··· Records provided ···

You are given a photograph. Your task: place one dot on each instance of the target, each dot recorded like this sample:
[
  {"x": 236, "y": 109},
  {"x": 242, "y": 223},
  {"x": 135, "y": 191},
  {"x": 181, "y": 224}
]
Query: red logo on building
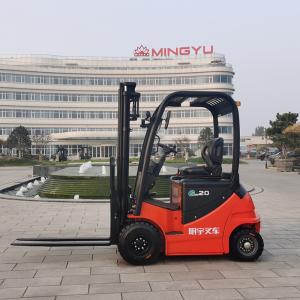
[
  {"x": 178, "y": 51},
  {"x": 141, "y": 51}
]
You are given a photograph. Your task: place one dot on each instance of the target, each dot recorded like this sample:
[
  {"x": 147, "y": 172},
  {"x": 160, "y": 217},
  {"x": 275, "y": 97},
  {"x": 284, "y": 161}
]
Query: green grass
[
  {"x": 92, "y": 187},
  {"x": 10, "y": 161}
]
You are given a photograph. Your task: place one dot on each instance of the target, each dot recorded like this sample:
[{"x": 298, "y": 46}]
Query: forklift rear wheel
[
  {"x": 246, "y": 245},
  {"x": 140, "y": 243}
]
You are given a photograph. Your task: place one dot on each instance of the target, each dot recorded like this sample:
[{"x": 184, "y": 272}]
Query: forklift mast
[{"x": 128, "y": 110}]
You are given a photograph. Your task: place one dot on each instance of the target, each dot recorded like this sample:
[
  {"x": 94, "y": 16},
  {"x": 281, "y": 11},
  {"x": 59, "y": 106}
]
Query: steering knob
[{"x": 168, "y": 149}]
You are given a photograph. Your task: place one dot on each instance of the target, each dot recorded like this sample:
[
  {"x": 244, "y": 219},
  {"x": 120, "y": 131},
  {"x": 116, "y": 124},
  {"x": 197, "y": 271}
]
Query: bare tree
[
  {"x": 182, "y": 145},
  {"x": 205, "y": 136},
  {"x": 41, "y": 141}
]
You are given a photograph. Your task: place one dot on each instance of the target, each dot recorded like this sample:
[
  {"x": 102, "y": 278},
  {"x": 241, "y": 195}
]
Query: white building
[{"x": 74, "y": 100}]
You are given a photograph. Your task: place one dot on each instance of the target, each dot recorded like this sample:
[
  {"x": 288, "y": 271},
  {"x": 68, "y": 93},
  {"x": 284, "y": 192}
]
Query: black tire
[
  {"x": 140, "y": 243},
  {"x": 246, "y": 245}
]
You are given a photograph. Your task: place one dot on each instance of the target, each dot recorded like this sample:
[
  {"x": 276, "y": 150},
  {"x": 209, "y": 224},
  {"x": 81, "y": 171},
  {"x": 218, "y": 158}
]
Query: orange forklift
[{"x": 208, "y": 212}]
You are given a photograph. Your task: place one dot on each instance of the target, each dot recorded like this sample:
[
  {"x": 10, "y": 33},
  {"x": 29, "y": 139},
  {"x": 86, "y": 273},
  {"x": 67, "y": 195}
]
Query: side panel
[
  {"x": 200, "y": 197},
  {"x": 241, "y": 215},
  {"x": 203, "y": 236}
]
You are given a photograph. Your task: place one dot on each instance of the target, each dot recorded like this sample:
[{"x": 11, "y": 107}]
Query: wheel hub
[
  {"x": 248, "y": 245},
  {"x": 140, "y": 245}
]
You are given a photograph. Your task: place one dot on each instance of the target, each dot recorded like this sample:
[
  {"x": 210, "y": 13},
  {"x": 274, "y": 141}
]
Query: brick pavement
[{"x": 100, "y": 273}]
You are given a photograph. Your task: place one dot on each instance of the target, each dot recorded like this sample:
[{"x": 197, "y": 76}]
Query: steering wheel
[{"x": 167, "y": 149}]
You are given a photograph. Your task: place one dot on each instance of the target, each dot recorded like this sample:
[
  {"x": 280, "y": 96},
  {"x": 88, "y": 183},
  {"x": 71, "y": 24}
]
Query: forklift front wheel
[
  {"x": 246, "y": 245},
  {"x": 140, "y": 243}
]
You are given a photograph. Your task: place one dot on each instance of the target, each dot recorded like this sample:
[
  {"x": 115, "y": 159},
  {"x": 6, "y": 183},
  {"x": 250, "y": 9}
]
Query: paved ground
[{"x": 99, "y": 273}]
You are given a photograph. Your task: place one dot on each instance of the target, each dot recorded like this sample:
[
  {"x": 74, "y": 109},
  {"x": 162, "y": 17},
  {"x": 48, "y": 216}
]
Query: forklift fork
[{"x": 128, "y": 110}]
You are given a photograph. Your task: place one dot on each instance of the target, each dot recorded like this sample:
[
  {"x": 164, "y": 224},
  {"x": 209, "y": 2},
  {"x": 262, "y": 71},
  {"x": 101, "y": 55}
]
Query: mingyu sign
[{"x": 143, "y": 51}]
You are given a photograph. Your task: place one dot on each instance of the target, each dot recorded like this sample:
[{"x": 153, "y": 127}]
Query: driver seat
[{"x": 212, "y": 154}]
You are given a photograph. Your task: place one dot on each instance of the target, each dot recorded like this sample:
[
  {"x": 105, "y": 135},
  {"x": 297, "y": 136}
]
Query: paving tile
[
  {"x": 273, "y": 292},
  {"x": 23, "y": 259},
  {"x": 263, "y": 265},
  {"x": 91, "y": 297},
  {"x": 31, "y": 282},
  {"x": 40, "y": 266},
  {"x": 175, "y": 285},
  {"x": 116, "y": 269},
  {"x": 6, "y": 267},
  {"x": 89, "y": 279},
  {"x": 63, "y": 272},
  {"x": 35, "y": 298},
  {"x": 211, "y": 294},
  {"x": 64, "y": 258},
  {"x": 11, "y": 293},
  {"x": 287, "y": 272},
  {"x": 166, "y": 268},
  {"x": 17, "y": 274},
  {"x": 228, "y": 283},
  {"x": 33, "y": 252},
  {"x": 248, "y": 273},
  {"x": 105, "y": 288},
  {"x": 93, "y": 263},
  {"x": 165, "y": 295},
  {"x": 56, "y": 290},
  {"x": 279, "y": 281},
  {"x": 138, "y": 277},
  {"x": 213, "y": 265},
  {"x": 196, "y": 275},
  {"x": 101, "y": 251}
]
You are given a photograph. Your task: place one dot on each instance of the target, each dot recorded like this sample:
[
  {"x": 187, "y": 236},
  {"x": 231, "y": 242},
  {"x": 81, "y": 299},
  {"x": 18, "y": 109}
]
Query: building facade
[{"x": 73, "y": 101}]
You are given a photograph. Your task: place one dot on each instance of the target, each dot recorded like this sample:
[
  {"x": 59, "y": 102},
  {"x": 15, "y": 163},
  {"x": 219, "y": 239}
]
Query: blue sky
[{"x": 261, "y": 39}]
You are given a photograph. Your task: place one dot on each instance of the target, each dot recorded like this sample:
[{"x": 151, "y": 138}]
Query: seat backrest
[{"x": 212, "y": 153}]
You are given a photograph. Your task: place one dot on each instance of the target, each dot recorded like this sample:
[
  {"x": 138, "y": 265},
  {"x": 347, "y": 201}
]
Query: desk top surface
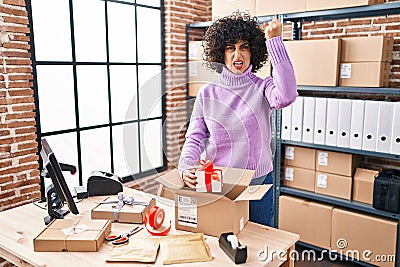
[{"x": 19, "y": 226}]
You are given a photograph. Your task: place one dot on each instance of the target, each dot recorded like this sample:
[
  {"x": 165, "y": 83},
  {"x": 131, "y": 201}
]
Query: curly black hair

···

*Exercise instructions*. Every entry should be returned exactly as written, minus the pictures.

*Final result*.
You are given a photograph. Your task: place one dot on each instance of the target, each dot recorded like this sample:
[
  {"x": 236, "y": 109},
  {"x": 242, "y": 223},
  {"x": 135, "y": 191},
  {"x": 181, "y": 224}
]
Query: red logo on building
[
  {"x": 178, "y": 51},
  {"x": 141, "y": 51}
]
You are given a photograph. Your task: place one dot on each instance of the target, each dot recorded like this sample:
[
  {"x": 147, "y": 172},
  {"x": 160, "y": 217},
  {"x": 275, "y": 97},
  {"x": 284, "y": 161}
]
Query: green grass
[
  {"x": 92, "y": 187},
  {"x": 10, "y": 161}
]
You are given a photograph. Your task: place one dot on each instance of the target, each dot recorded like this sample:
[{"x": 298, "y": 46}]
Query: forklift rear wheel
[
  {"x": 246, "y": 245},
  {"x": 140, "y": 243}
]
You are given a photograph. Your task: place one dot on each instance of the target, each dot recorded like this sample:
[{"x": 184, "y": 272}]
Query: forklift mast
[{"x": 128, "y": 110}]
You are given a photograph. Your task: place one dot on each instance of the target, each dot recorded like this sample:
[
  {"x": 94, "y": 16},
  {"x": 281, "y": 11},
  {"x": 59, "y": 106}
]
Query: steering knob
[{"x": 168, "y": 149}]
You are given a photograph. Your task: place one dot on each instance of the target, each dot recorded like this sample:
[
  {"x": 244, "y": 219},
  {"x": 120, "y": 131},
  {"x": 116, "y": 124},
  {"x": 197, "y": 271}
]
Query: bare tree
[
  {"x": 182, "y": 145},
  {"x": 205, "y": 136},
  {"x": 41, "y": 141}
]
You are given a photograph. Your task: place one dot on each instance of the target, each dot recorded like this sample:
[
  {"x": 102, "y": 278},
  {"x": 241, "y": 195}
]
Query: white building
[{"x": 74, "y": 100}]
You are given a photograph. Your task: place one dot on each instance of the target, each dot recorded like this sample:
[
  {"x": 288, "y": 271},
  {"x": 68, "y": 93},
  {"x": 284, "y": 192}
]
Query: black tire
[
  {"x": 140, "y": 243},
  {"x": 246, "y": 245}
]
You are given a photograph. Your task: place one dot on each instance of the target, each dot recorded like this sample:
[
  {"x": 276, "y": 150},
  {"x": 209, "y": 224},
  {"x": 81, "y": 171},
  {"x": 218, "y": 158}
]
Query: orange forklift
[{"x": 208, "y": 212}]
You are given a photograph. Your task: place one dot on each instance of the target, each dot recorded like this sample:
[
  {"x": 10, "y": 33},
  {"x": 29, "y": 139},
  {"x": 86, "y": 273},
  {"x": 67, "y": 195}
]
Query: side panel
[
  {"x": 200, "y": 197},
  {"x": 241, "y": 215},
  {"x": 203, "y": 236}
]
You are given a photograph. Your task: place one dot on each instance of the target, each dot recorded like this sample:
[{"x": 11, "y": 107}]
Query: wheel hub
[
  {"x": 248, "y": 245},
  {"x": 140, "y": 245}
]
You are given a photograph. Your task: place one dot on each instance of the target, each dot recorded like this sample:
[
  {"x": 210, "y": 13},
  {"x": 274, "y": 141}
]
Query: brick pavement
[{"x": 100, "y": 273}]
You are given a photograph. Your task: place one dot on each instance of the target, each dot recorded like this sample:
[{"x": 197, "y": 76}]
Query: steering wheel
[{"x": 167, "y": 149}]
You are given a photograph. Your task: place one dot on each instance of the target, each dot recorded like this sample:
[
  {"x": 280, "y": 96},
  {"x": 88, "y": 183},
  {"x": 71, "y": 24}
]
Query: forklift front wheel
[
  {"x": 246, "y": 245},
  {"x": 140, "y": 243}
]
You are given a photograph. Your task: place one dot on each instance of the target, each dot recorded like this sample:
[
  {"x": 115, "y": 159},
  {"x": 6, "y": 183},
  {"x": 250, "y": 9}
]
Query: paved ground
[{"x": 99, "y": 273}]
You are given a photograph. Your task: place one dot on each instance of the target, each dot recorded like this sample:
[
  {"x": 74, "y": 109},
  {"x": 162, "y": 17},
  {"x": 48, "y": 216}
]
Query: forklift fork
[{"x": 128, "y": 110}]
You are given a photograph. Your task: place one dot on each instance of the target, each dot recorded like this sample:
[
  {"x": 164, "y": 224},
  {"x": 209, "y": 2},
  {"x": 262, "y": 71},
  {"x": 101, "y": 55}
]
Query: mingyu sign
[{"x": 143, "y": 51}]
You are given a photograph. Your task: place one dot on each instance of the target, each dot recorded like this sample:
[{"x": 153, "y": 127}]
Query: driver seat
[{"x": 212, "y": 154}]
You are given a photograph. Your task: place one dot on each instance of the target, each dot recorded like this sample:
[
  {"x": 105, "y": 135},
  {"x": 297, "y": 136}
]
Query: paving tile
[
  {"x": 273, "y": 292},
  {"x": 23, "y": 259},
  {"x": 263, "y": 265},
  {"x": 91, "y": 297},
  {"x": 31, "y": 282},
  {"x": 40, "y": 266},
  {"x": 175, "y": 285},
  {"x": 116, "y": 269},
  {"x": 6, "y": 267},
  {"x": 89, "y": 279},
  {"x": 63, "y": 272},
  {"x": 35, "y": 298},
  {"x": 211, "y": 294},
  {"x": 64, "y": 258},
  {"x": 11, "y": 293},
  {"x": 287, "y": 272},
  {"x": 166, "y": 268},
  {"x": 17, "y": 274},
  {"x": 228, "y": 283},
  {"x": 33, "y": 252},
  {"x": 248, "y": 273},
  {"x": 105, "y": 288},
  {"x": 93, "y": 263},
  {"x": 165, "y": 295},
  {"x": 56, "y": 290},
  {"x": 279, "y": 281},
  {"x": 138, "y": 277},
  {"x": 213, "y": 265},
  {"x": 196, "y": 275},
  {"x": 101, "y": 251}
]
You are given a photograph. Your task: place one dot on each instance of the target, each dot recorded like this sample:
[
  {"x": 187, "y": 236},
  {"x": 231, "y": 242},
  {"x": 81, "y": 299},
  {"x": 18, "y": 109}
]
Query: building facade
[{"x": 73, "y": 101}]
You are given a photograph. Your task: place one dot on each instance of the target, each dot recorded like this sample:
[
  {"x": 59, "y": 102},
  {"x": 15, "y": 163},
  {"x": 219, "y": 239}
]
Query: blue sky
[{"x": 261, "y": 39}]
You are given a photograph. Your task: place one dot on each instance of the target, each dot recorded like this sample:
[{"x": 151, "y": 138}]
Query: seat backrest
[{"x": 212, "y": 153}]
You are given a photograph. Your task: place one dot on each instance of the target, each dot recorded like this sample:
[
  {"x": 138, "y": 265},
  {"x": 347, "y": 201}
]
Query: desk top surface
[{"x": 19, "y": 226}]
You are given a photograph. Your task: place one dot on each instance of the target, each dot recorded like this sample:
[
  {"x": 165, "y": 83},
  {"x": 131, "y": 201}
]
Query: curly black hair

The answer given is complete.